■ Work to complete ■
Count the lines of the data that contain the string "beak" and reply with the number alone.
# Start of Source records
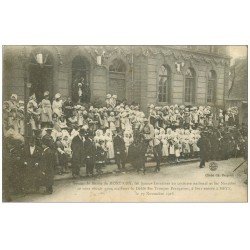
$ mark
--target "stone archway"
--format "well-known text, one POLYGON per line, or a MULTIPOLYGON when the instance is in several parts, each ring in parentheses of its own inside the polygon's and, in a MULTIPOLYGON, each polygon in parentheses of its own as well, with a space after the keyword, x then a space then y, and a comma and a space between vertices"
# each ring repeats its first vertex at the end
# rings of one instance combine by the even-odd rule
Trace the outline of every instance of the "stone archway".
POLYGON ((72 60, 72 81, 71 81, 71 92, 72 101, 89 103, 90 102, 90 62, 89 60, 81 55, 75 56, 72 60), (82 98, 79 100, 79 86, 82 83, 81 91, 82 98))
POLYGON ((126 99, 126 65, 121 59, 114 59, 109 66, 109 93, 121 101, 126 99))
POLYGON ((40 102, 44 92, 53 94, 53 67, 54 59, 52 54, 43 48, 36 48, 30 54, 29 82, 31 83, 29 95, 35 94, 40 102))

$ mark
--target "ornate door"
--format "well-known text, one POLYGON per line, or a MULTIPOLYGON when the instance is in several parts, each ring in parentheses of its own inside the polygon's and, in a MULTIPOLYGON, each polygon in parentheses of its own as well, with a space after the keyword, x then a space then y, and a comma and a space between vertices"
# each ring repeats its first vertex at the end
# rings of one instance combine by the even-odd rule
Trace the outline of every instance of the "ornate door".
POLYGON ((115 59, 109 67, 109 94, 118 100, 126 98, 126 67, 122 60, 115 59))

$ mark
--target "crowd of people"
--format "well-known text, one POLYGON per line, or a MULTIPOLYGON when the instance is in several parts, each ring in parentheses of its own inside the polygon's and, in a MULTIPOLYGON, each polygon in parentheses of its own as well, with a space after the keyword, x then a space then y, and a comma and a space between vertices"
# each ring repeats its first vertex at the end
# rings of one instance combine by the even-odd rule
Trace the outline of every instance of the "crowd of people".
MULTIPOLYGON (((145 173, 150 155, 160 171, 162 162, 201 157, 203 161, 243 156, 247 131, 238 124, 238 109, 215 110, 210 106, 148 106, 147 115, 137 103, 128 104, 108 94, 105 104, 63 101, 57 93, 52 102, 46 91, 41 102, 31 95, 27 104, 12 94, 3 103, 6 161, 14 189, 46 186, 52 193, 54 170, 74 178, 80 168, 86 174, 102 174, 106 164, 126 163, 145 173), (26 126, 26 127, 25 127, 26 126), (26 134, 25 134, 26 133, 26 134), (24 135, 28 145, 24 147, 24 135), (23 149, 22 149, 23 148, 23 149), (25 184, 26 183, 26 184, 25 184)), ((201 161, 200 167, 205 162, 201 161)), ((5 164, 6 165, 6 164, 5 164)))

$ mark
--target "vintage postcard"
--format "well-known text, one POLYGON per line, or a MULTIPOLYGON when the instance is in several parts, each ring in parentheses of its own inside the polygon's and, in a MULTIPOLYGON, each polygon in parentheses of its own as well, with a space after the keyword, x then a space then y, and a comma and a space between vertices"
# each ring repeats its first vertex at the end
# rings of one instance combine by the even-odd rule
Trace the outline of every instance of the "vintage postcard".
POLYGON ((247 46, 3 46, 3 202, 247 202, 247 46))

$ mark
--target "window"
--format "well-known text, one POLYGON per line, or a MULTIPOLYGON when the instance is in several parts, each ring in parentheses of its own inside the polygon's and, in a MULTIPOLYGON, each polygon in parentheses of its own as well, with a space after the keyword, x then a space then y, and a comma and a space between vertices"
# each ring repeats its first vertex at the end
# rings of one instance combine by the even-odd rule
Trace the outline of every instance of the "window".
POLYGON ((109 94, 119 100, 126 98, 126 65, 121 59, 114 59, 109 66, 109 94))
POLYGON ((171 100, 171 72, 167 65, 162 65, 159 70, 158 101, 170 102, 171 100))
POLYGON ((214 70, 209 71, 207 84, 207 102, 215 102, 215 87, 216 87, 216 73, 214 70))
POLYGON ((195 71, 188 68, 185 75, 185 102, 195 102, 195 71))

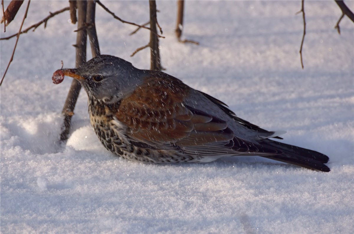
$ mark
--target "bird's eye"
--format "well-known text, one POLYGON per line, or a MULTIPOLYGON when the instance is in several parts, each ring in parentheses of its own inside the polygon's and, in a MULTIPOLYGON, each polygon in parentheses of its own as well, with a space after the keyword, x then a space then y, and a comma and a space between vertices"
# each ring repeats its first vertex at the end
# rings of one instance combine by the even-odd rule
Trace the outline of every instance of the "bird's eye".
POLYGON ((92 77, 92 79, 94 81, 96 82, 99 82, 103 79, 103 77, 101 75, 97 75, 97 76, 95 76, 92 77))

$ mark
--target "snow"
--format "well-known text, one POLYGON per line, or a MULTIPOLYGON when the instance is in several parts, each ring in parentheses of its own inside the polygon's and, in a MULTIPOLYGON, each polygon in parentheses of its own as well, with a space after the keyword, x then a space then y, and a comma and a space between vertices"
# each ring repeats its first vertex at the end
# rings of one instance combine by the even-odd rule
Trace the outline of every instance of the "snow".
MULTIPOLYGON (((146 1, 102 2, 126 20, 149 19, 146 1)), ((21 36, 0 89, 1 232, 353 233, 354 26, 345 17, 339 35, 334 1, 305 4, 303 70, 300 1, 187 1, 182 39, 199 46, 177 41, 175 1, 158 1, 162 65, 240 117, 286 131, 283 142, 328 155, 330 172, 253 156, 164 165, 120 158, 91 128, 83 91, 60 144, 71 79, 56 85, 51 77, 61 60, 75 64, 76 26, 67 12, 21 36)), ((1 37, 17 32, 26 4, 6 33, 1 25, 1 37)), ((68 5, 31 1, 24 27, 68 5)), ((102 54, 149 68, 148 49, 130 57, 148 30, 129 35, 136 28, 99 6, 96 17, 102 54)), ((1 41, 1 76, 15 41, 1 41)))

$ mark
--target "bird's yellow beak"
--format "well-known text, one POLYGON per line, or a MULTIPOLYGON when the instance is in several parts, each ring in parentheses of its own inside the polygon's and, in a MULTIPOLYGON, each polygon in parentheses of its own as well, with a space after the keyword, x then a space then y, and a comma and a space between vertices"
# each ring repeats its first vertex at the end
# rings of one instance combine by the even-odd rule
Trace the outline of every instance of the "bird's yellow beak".
POLYGON ((84 77, 78 75, 77 73, 78 69, 76 68, 65 68, 61 69, 64 73, 64 75, 75 78, 77 80, 84 80, 84 77))

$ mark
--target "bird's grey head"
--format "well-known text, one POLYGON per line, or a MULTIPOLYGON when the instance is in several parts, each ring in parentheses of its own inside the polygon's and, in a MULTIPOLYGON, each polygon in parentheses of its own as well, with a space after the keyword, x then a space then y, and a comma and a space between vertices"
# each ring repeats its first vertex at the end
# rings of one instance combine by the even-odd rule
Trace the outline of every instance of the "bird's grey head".
POLYGON ((141 84, 142 70, 124 59, 101 55, 77 69, 63 69, 81 83, 89 98, 114 102, 131 94, 141 84))

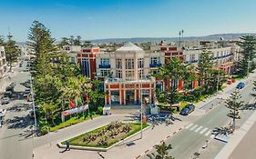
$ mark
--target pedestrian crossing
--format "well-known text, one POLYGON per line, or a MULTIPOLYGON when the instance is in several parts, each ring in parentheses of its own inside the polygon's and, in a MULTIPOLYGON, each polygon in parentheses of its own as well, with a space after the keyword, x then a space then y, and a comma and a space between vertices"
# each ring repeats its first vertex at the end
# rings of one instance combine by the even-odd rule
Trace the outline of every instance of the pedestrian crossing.
POLYGON ((205 136, 210 136, 211 138, 214 138, 214 134, 211 134, 212 130, 202 125, 189 124, 185 126, 185 129, 198 133, 200 134, 203 134, 205 136))

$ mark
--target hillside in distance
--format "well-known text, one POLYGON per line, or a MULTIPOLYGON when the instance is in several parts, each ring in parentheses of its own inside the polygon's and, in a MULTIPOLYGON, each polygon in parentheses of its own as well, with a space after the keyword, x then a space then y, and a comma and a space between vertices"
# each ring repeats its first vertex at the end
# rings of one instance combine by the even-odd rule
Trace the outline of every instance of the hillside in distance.
MULTIPOLYGON (((220 37, 225 40, 238 40, 241 36, 251 35, 256 35, 255 33, 241 33, 241 34, 219 34, 210 35, 206 36, 188 36, 181 38, 182 41, 202 41, 202 40, 220 40, 220 37)), ((131 38, 107 38, 107 39, 95 39, 90 40, 94 44, 107 44, 107 43, 146 43, 146 42, 160 42, 161 40, 177 42, 179 40, 179 37, 131 37, 131 38)))

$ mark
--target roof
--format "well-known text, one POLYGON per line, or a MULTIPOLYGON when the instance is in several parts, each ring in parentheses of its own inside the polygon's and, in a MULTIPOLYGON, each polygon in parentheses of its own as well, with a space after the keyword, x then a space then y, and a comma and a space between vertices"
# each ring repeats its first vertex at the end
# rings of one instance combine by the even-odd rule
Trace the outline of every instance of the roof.
POLYGON ((130 42, 127 42, 122 47, 118 48, 117 51, 143 51, 143 49, 130 42))

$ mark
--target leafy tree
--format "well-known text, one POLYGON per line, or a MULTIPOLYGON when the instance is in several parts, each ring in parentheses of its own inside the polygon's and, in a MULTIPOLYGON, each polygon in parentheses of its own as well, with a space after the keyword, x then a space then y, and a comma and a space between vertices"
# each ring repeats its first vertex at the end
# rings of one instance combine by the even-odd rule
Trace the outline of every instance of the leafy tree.
POLYGON ((163 142, 162 144, 157 145, 156 149, 158 154, 155 155, 152 154, 155 159, 174 159, 174 157, 169 155, 169 150, 172 149, 171 144, 167 145, 165 142, 163 142))
MULTIPOLYGON (((256 81, 253 81, 253 91, 256 91, 256 81)), ((251 94, 251 95, 254 97, 254 101, 256 101, 256 93, 255 94, 251 94)))
POLYGON ((241 118, 239 113, 243 106, 243 102, 239 101, 241 97, 239 91, 236 90, 230 94, 230 98, 225 101, 225 106, 230 109, 230 113, 227 115, 233 119, 233 130, 235 130, 236 119, 241 118))
POLYGON ((97 110, 98 106, 104 105, 104 99, 106 94, 103 92, 103 90, 100 89, 99 81, 94 80, 91 83, 92 83, 92 88, 91 91, 88 93, 89 99, 90 99, 89 104, 91 105, 91 107, 97 110))
POLYGON ((183 77, 183 89, 189 90, 192 89, 193 82, 195 80, 195 67, 194 65, 189 65, 184 72, 183 77))
POLYGON ((171 58, 168 65, 159 68, 159 74, 153 76, 159 77, 165 83, 165 99, 167 103, 174 104, 178 101, 178 81, 184 77, 186 67, 179 58, 171 58), (171 87, 168 87, 169 80, 171 80, 171 87))
POLYGON ((199 64, 197 70, 199 71, 199 84, 200 86, 203 85, 205 90, 208 90, 209 79, 210 77, 210 71, 213 66, 211 61, 212 52, 207 49, 203 49, 202 53, 200 55, 199 64))
POLYGON ((13 63, 17 61, 17 57, 20 55, 20 49, 16 45, 16 42, 13 40, 12 37, 13 36, 11 35, 7 35, 7 41, 4 44, 6 61, 9 63, 10 70, 12 70, 13 63))
POLYGON ((3 46, 5 45, 5 39, 4 36, 0 35, 0 45, 3 46))
POLYGON ((241 37, 241 42, 239 42, 238 44, 241 47, 238 63, 238 73, 241 75, 246 75, 250 71, 248 70, 249 63, 255 57, 256 36, 244 35, 241 37))

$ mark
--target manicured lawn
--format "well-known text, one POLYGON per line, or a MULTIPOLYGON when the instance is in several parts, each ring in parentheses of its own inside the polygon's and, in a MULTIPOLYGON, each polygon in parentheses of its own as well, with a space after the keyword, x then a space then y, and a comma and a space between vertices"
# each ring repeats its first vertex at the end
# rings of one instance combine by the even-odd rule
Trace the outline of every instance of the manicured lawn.
MULTIPOLYGON (((149 124, 143 124, 143 129, 149 124)), ((108 148, 140 131, 140 123, 115 122, 69 139, 70 145, 108 148)), ((66 144, 62 142, 62 144, 66 144)))
MULTIPOLYGON (((99 116, 99 114, 94 114, 93 118, 97 117, 97 116, 99 116)), ((63 122, 63 123, 61 123, 57 125, 50 127, 50 132, 59 130, 59 129, 70 126, 72 124, 76 124, 77 123, 84 122, 84 121, 88 120, 88 119, 90 119, 89 116, 87 116, 86 118, 84 116, 79 117, 79 118, 78 117, 72 117, 71 119, 68 119, 68 120, 67 120, 67 121, 65 121, 65 122, 63 122)))
MULTIPOLYGON (((189 102, 180 102, 180 111, 182 108, 184 108, 187 104, 189 104, 189 102)), ((159 106, 160 110, 166 110, 166 111, 170 111, 174 114, 179 114, 180 111, 177 111, 176 108, 172 107, 164 107, 164 106, 159 106)))
POLYGON ((243 79, 244 77, 246 77, 246 75, 233 75, 232 76, 233 76, 233 78, 235 78, 237 80, 241 80, 241 79, 243 79))

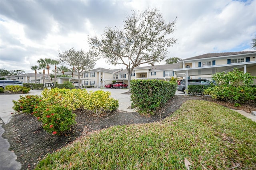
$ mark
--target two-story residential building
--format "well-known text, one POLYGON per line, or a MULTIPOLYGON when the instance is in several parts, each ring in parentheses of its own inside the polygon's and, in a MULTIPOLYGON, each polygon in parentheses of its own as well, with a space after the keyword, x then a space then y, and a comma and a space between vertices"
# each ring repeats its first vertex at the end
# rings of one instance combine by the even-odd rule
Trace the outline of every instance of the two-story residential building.
MULTIPOLYGON (((34 83, 36 81, 35 76, 34 73, 28 73, 16 75, 14 77, 15 77, 15 80, 22 81, 24 83, 34 83)), ((42 74, 36 74, 36 81, 38 83, 42 83, 42 74)))
POLYGON ((234 68, 255 76, 256 51, 207 53, 180 60, 179 63, 180 68, 174 70, 175 75, 188 79, 210 80, 212 74, 232 71, 234 68))
POLYGON ((121 71, 122 69, 114 69, 99 67, 82 73, 83 86, 92 86, 98 87, 104 87, 107 84, 111 83, 113 75, 116 72, 121 71))
POLYGON ((174 70, 179 68, 178 63, 136 67, 134 78, 168 81, 174 76, 174 70))
MULTIPOLYGON (((77 72, 72 73, 71 71, 66 71, 64 72, 64 74, 62 73, 57 73, 56 75, 57 82, 58 84, 63 84, 65 81, 77 81, 78 79, 78 73, 77 72), (63 77, 60 77, 60 76, 63 77)), ((82 77, 82 74, 80 74, 80 78, 81 78, 82 77)), ((53 80, 53 81, 54 81, 54 80, 53 80)))

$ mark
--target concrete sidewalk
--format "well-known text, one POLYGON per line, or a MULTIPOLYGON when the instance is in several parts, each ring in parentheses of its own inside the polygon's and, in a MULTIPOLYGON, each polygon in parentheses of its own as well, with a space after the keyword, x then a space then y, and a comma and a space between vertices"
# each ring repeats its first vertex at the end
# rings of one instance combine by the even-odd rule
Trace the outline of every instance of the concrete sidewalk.
MULTIPOLYGON (((128 91, 126 89, 99 89, 89 88, 86 89, 88 91, 96 91, 102 90, 104 91, 108 91, 111 93, 111 97, 118 100, 119 106, 118 110, 127 112, 132 112, 135 111, 134 109, 130 109, 128 108, 131 106, 130 95, 123 94, 128 91)), ((42 90, 32 90, 27 95, 40 95, 42 90)), ((182 92, 176 91, 175 95, 185 95, 182 92)), ((0 95, 0 124, 7 124, 10 121, 13 112, 12 109, 13 104, 12 100, 17 100, 21 95, 0 95)), ((256 122, 256 116, 247 113, 242 111, 235 110, 239 113, 243 115, 254 122, 256 122)), ((6 139, 2 136, 2 134, 4 132, 4 130, 0 126, 0 170, 20 170, 21 164, 16 161, 17 156, 13 152, 8 150, 10 144, 6 139)))

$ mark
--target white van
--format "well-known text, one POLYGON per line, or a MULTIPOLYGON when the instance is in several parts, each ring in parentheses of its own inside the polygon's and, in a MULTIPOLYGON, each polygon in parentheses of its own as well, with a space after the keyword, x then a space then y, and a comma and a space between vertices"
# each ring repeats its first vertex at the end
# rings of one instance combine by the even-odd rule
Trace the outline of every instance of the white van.
POLYGON ((20 85, 23 86, 23 83, 20 81, 14 80, 0 80, 0 88, 5 89, 7 85, 20 85))

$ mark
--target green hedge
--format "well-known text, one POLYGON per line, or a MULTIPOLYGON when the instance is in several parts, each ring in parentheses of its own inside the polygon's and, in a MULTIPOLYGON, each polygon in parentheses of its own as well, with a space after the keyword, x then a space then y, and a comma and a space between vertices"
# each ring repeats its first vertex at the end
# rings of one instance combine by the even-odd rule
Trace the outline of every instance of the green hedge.
POLYGON ((130 81, 132 107, 142 114, 154 114, 175 94, 177 83, 157 80, 130 81))
POLYGON ((37 89, 38 90, 40 89, 44 89, 43 84, 35 84, 35 83, 23 83, 23 87, 30 88, 32 90, 34 89, 37 89))
POLYGON ((211 87, 210 85, 189 85, 188 86, 188 93, 194 95, 204 95, 205 89, 211 87))
MULTIPOLYGON (((54 84, 54 88, 58 88, 58 89, 72 89, 74 88, 74 86, 72 86, 72 88, 69 88, 69 86, 68 85, 64 84, 54 84)), ((44 89, 43 84, 34 84, 34 83, 23 83, 23 87, 30 88, 30 89, 34 90, 34 89, 44 89)))

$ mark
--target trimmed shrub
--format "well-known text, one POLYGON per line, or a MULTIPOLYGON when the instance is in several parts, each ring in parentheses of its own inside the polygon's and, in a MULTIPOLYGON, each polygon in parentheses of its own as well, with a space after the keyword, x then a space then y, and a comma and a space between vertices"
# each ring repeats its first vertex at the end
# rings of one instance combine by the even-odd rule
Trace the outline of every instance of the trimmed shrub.
POLYGON ((28 93, 30 89, 28 88, 25 87, 26 89, 22 89, 22 93, 28 93))
POLYGON ((41 118, 38 119, 43 124, 43 128, 52 134, 63 135, 70 130, 76 123, 76 115, 72 109, 63 106, 49 106, 43 112, 41 118))
POLYGON ((5 90, 11 91, 12 92, 18 92, 21 91, 23 88, 22 86, 20 85, 7 85, 5 87, 5 90))
POLYGON ((40 89, 42 89, 44 88, 43 84, 39 83, 23 83, 23 87, 29 88, 32 90, 34 89, 37 89, 38 90, 39 90, 40 89))
POLYGON ((112 111, 118 108, 118 101, 110 97, 110 93, 98 90, 90 93, 89 101, 84 106, 85 109, 94 112, 97 116, 108 111, 112 111))
POLYGON ((34 107, 38 105, 42 99, 42 97, 38 95, 20 96, 18 101, 12 101, 12 108, 18 113, 22 111, 22 113, 32 113, 34 107))
POLYGON ((194 95, 200 94, 203 96, 204 95, 204 90, 210 87, 212 87, 212 86, 210 85, 189 85, 188 86, 188 93, 194 95))
POLYGON ((256 88, 253 79, 256 77, 251 75, 237 68, 228 73, 217 73, 212 76, 219 85, 204 90, 205 94, 210 95, 213 99, 240 105, 249 100, 256 101, 256 88))
POLYGON ((154 114, 175 94, 176 83, 157 80, 132 80, 130 81, 132 107, 142 114, 154 114))

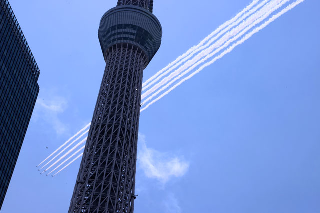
# End of Source records
■ Completed task ■
2